■ Texte fourni:
━━━━━━━━━━━━━━━━━━━━

S’il est indiqué d’entrée de jeu que la chute civilisationnelle et démographique dans laquelle on nous plonge a été causée par un arrêt brutal de la production de pétrole, c’est à peu près tout ce que l’on saura véritablement de ce monde. Le film nous laissera ensuite entendre plusieurs choses uniquement par les images : personne n’est digne de confiance, les ressources sont inexistantes, l’industrie a probablement disparue et la violence règne. La raison de la chute ne constitue pas ainsi le sujet du film à proprement parler, qui préfère intelligemment se concentrer sur une étude comportementale de l’homme moderne en situation extrême, dans un environnement qui le force à répondre à nouveau aux règles tribales qui gouvernaient autrefois la planète.
Le fait que le protagoniste anonyme ne baisse jamais sa garde pendant la première moitié du film confère à l’intrigue un sens du suspense aiguisé, amplifié par le découpage millimétré qui permet de mettre l’accent sur le confinement des personnages (perdus dans une forêt dense, s’abritant dans une étroite cabane barricadée, et évoluant sans aucune prospective d’avenir autre que la survie d’un jour à l’autre). Leur emprisonnement spatial devient la représentation de leur geôle mentale imposée par l’apocalypse. Ainsi, les cadrages n’offrent jamais de fuite possible aux personnages tant que la mort ne les guette pas de manière imminente : ils remplissent le cadre mais ne le dominent jamais, écrasés par les ombres de la nuit, les feuillages de la forêt, ou les angles de caméra plongeants.
L’étude ici mise en images bénéficie en outre d’une intelligence d’écriture remarquable, qui évite les pièges de la surenchère et du remplissage inutile sans pour autant épargner quoi que ce soit au spectateur. Celui-ci devra subir les mêmes épreuves que les survivants, qu’il s’agisse de blessures physiques quasi-létales ou de leur traitement, de la marchandisation banalisée du sexe (née d’un monde où la valeur des objets s’est volatilisée, emportée par le déclin fulgurant d’une société qui répondait avant tout du matérialisme), ou encore d’un avortement improvisé au fil barbelé. Et à chaque fois que l’on se dit que l’évolution du récit se prêterait facilement à des dérives scénaristiques souvent commises par les jeunes réalisateurs, Fingleton parvient constamment à réorienter son intrigue pour lui conférer une cohérence totale.

━━━━━━━━━━━━━━━━━━━━

■ Entrées fournies:
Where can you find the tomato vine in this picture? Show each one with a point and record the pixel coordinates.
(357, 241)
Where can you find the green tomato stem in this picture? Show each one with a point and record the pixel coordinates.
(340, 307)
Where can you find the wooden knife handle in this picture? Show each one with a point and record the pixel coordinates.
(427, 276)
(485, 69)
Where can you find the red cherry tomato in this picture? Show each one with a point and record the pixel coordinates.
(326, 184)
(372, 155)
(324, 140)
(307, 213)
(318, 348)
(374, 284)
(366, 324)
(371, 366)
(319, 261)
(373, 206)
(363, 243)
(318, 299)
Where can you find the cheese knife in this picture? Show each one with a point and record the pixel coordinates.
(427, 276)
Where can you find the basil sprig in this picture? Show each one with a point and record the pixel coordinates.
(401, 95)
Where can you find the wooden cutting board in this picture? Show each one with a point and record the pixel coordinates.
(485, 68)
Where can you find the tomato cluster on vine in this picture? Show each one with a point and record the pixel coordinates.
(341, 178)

━━━━━━━━━━━━━━━━━━━━

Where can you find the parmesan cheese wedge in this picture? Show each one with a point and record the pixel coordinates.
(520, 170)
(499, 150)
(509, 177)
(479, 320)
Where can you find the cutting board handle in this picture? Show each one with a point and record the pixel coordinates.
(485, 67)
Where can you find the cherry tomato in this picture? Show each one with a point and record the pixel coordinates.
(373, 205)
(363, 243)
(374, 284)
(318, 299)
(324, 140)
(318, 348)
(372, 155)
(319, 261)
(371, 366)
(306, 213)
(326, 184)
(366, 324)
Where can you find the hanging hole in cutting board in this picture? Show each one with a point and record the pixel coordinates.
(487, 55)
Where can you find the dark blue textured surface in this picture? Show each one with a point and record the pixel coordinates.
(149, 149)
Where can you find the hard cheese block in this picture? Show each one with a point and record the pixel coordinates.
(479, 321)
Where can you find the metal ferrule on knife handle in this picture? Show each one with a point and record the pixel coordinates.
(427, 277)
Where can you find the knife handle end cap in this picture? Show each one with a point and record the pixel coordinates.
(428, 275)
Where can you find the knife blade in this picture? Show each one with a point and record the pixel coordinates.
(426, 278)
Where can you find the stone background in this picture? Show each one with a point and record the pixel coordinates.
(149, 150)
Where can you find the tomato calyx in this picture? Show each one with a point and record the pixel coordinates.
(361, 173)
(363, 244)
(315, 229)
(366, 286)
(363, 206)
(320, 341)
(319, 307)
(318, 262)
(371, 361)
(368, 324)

━━━━━━━━━━━━━━━━━━━━

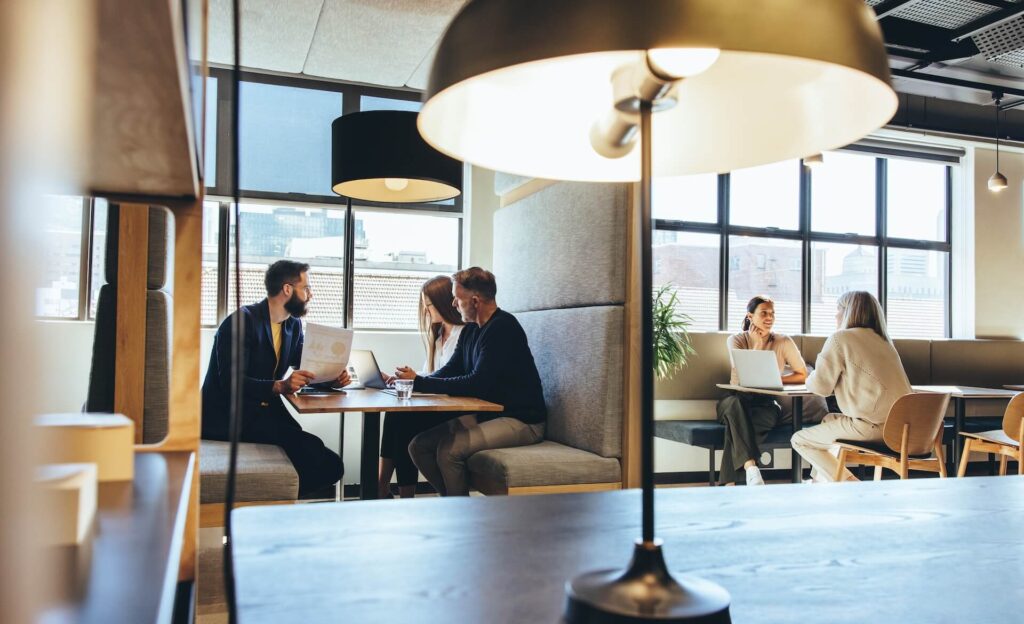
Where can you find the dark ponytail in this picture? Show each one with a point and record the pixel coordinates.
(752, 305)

━━━━━━━━━━━━━━━━━━━━

■ Consignes:
[1] En une à trois phrases, expliquez, d'après le texte fourni, d'où vient la marchandisation banalisée du sexe dans le monde du film.
[2] Repérez chaque ligne des entrées contenant le mot « dark », puis recopiez-la.
Les entrées n'ont aucun lien avec le texte fourni.

■ Réponses:
[1] Elle est née d'un monde où la valeur des objets s'est volatilisée. Cette valeur a été emportée par le déclin fulgurant d'une société avant tout matérialiste.

[2]
Where can you find the dark blue textured surface in this picture? Show each one with a point and record the pixel coordinates.
Where can you find the dark ponytail in this picture? Show each one with a point and record the pixel coordinates.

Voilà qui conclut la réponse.